Data entries
————

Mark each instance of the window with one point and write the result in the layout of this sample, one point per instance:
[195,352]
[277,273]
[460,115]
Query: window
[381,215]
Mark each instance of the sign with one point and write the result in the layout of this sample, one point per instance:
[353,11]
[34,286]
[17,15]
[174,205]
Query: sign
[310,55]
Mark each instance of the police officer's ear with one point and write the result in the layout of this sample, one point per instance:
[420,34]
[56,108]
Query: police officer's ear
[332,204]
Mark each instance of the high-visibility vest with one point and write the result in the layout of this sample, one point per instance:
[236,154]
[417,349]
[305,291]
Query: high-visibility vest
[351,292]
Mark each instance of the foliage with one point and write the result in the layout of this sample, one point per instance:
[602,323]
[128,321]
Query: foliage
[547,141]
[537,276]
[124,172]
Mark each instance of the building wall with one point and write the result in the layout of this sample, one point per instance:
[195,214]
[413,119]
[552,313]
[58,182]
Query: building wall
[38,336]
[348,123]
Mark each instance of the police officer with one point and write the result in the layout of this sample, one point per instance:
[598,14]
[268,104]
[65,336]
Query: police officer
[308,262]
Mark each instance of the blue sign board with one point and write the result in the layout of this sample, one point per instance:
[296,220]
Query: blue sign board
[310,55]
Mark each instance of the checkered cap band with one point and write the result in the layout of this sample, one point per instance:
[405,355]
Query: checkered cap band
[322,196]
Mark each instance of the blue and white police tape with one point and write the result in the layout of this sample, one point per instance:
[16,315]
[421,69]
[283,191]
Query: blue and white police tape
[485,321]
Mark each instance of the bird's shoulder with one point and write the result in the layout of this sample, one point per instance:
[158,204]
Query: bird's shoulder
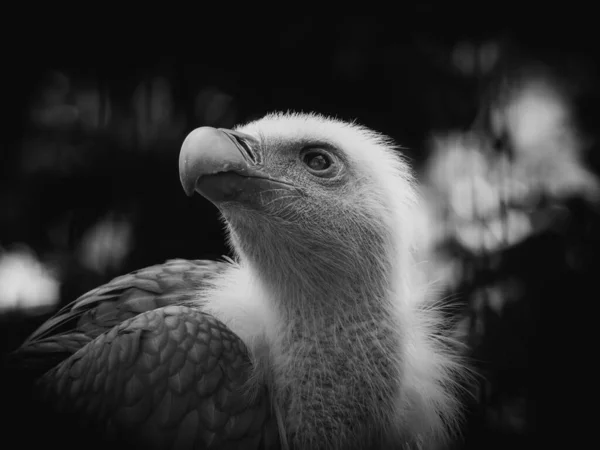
[173,282]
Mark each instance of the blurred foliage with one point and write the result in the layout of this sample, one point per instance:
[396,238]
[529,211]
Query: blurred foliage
[499,122]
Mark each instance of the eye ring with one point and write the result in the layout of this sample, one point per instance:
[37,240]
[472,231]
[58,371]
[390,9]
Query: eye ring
[319,162]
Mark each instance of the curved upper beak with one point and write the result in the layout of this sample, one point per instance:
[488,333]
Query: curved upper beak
[222,165]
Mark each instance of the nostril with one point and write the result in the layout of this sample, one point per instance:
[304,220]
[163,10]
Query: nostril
[244,144]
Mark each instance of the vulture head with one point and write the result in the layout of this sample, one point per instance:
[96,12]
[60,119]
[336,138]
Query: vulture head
[326,289]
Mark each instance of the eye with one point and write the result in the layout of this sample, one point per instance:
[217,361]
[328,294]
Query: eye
[319,162]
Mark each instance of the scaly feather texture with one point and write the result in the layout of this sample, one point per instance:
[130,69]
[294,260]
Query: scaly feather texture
[326,292]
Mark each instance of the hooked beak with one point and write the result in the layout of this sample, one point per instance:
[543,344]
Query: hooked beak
[223,165]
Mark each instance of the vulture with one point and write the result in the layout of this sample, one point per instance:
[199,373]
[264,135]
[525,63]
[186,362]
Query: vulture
[322,332]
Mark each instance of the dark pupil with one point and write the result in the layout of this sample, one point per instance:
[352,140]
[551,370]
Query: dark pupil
[317,162]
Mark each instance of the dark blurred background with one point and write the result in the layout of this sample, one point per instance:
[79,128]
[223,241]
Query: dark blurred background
[500,122]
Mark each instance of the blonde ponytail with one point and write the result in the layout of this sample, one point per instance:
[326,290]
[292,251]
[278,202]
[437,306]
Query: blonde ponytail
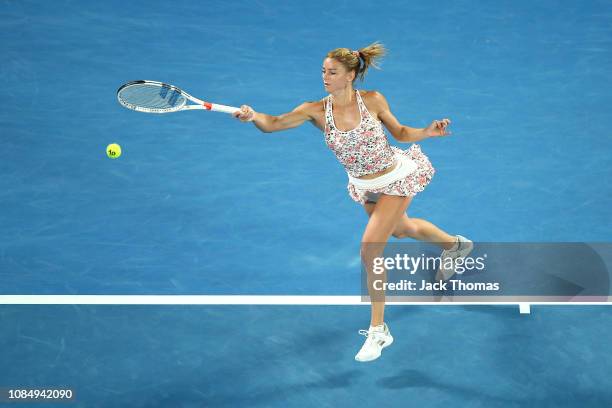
[359,60]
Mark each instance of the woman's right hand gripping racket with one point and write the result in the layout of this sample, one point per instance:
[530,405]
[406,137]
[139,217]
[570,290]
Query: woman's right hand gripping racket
[157,97]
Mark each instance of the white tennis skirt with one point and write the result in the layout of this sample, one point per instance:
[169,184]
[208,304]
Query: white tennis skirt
[412,173]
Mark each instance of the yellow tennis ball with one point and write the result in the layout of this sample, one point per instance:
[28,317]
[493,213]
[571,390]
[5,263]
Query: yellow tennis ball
[113,151]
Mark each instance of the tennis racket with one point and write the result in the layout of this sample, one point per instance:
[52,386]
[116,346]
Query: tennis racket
[157,97]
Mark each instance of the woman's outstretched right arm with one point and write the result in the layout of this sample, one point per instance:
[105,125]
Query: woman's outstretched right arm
[268,123]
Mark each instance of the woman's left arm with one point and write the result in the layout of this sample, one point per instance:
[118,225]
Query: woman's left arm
[403,133]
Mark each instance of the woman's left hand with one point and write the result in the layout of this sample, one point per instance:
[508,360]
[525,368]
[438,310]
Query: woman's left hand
[438,128]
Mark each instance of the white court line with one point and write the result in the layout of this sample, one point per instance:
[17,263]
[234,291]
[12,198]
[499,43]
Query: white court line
[231,300]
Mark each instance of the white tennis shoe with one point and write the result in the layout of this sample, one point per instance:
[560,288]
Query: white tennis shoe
[377,338]
[462,248]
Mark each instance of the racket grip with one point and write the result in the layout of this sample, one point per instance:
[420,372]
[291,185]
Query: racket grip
[219,108]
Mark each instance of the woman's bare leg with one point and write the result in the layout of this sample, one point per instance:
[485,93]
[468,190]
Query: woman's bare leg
[384,219]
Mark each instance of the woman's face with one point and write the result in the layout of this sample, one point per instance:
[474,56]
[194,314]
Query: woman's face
[335,76]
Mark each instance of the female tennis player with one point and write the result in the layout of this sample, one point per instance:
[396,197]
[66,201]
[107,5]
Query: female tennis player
[382,178]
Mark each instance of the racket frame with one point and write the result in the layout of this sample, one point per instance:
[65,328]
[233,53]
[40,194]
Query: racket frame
[200,104]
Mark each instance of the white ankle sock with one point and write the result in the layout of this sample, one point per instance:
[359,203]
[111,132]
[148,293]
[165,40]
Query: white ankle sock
[455,245]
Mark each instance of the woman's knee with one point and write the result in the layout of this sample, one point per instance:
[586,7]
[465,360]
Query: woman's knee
[406,228]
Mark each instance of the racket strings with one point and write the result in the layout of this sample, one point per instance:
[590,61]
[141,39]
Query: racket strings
[149,96]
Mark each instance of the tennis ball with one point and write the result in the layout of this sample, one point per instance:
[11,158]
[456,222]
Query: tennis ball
[113,151]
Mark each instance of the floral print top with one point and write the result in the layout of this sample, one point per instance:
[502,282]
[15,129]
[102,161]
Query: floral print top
[363,150]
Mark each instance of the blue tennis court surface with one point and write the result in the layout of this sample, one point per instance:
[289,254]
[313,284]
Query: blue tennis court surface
[200,204]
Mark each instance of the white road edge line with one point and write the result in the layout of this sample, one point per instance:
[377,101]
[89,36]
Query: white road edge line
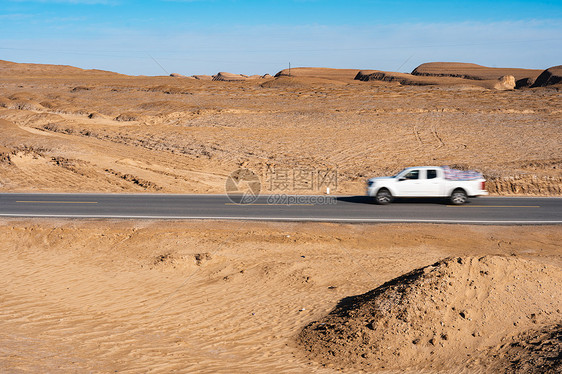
[294,219]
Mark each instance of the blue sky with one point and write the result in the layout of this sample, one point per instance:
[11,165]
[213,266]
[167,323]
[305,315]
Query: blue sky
[257,37]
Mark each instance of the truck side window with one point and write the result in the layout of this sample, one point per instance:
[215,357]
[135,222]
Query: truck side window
[414,174]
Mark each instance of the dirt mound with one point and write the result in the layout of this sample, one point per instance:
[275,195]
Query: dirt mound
[549,77]
[471,71]
[439,315]
[534,351]
[9,68]
[506,82]
[229,77]
[203,77]
[285,82]
[322,73]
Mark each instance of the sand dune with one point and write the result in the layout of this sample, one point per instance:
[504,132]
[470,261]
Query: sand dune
[549,77]
[323,73]
[185,135]
[437,316]
[472,71]
[226,297]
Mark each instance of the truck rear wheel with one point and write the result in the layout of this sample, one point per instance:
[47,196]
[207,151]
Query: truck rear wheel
[459,197]
[383,197]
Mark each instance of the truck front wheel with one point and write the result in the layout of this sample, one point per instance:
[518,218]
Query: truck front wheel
[383,197]
[459,197]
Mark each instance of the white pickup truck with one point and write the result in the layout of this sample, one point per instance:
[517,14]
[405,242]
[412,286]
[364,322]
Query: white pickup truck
[428,181]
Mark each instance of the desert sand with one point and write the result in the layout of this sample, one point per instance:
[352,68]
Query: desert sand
[238,297]
[67,129]
[233,297]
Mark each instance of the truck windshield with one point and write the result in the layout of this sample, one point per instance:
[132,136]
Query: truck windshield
[397,174]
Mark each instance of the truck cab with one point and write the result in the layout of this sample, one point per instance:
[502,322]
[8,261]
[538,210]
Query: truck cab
[427,181]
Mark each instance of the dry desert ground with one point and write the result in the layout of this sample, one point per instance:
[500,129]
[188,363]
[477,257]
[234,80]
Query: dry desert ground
[67,129]
[237,297]
[233,297]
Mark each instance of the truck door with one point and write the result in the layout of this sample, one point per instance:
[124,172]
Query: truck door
[433,184]
[409,184]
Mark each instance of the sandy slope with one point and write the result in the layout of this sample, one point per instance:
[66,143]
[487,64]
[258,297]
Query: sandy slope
[66,129]
[104,296]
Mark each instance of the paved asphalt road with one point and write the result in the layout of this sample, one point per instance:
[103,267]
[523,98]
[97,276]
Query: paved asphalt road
[483,210]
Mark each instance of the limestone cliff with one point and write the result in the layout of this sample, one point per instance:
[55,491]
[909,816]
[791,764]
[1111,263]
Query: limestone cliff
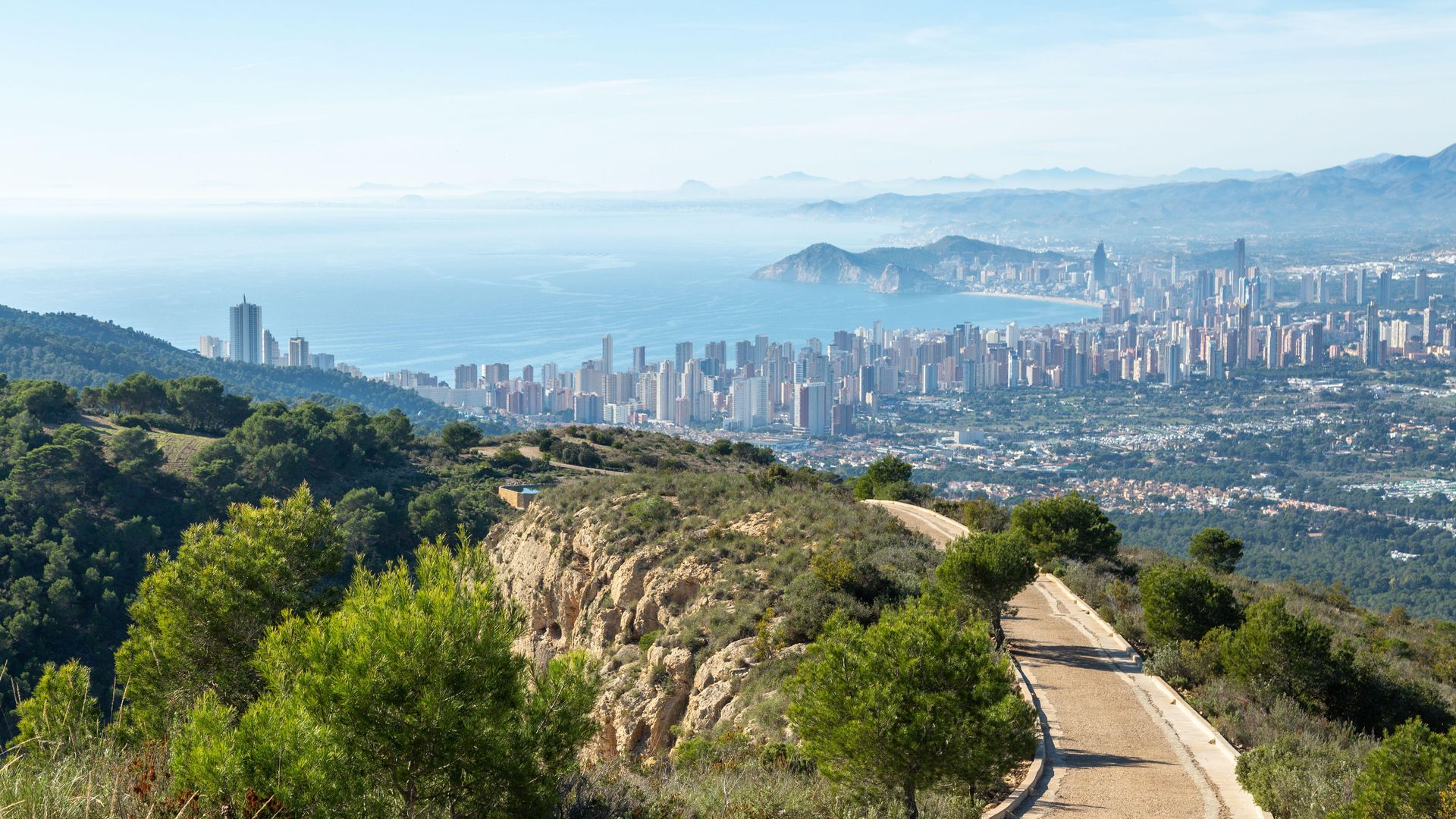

————

_Task instructions_. Write out every line from the entries where "limestone" appears.

_Task output_.
Mark each instance of the limestone cliff with one point and write the result in the layout of this sample, one point per instance:
Query: limestone cliff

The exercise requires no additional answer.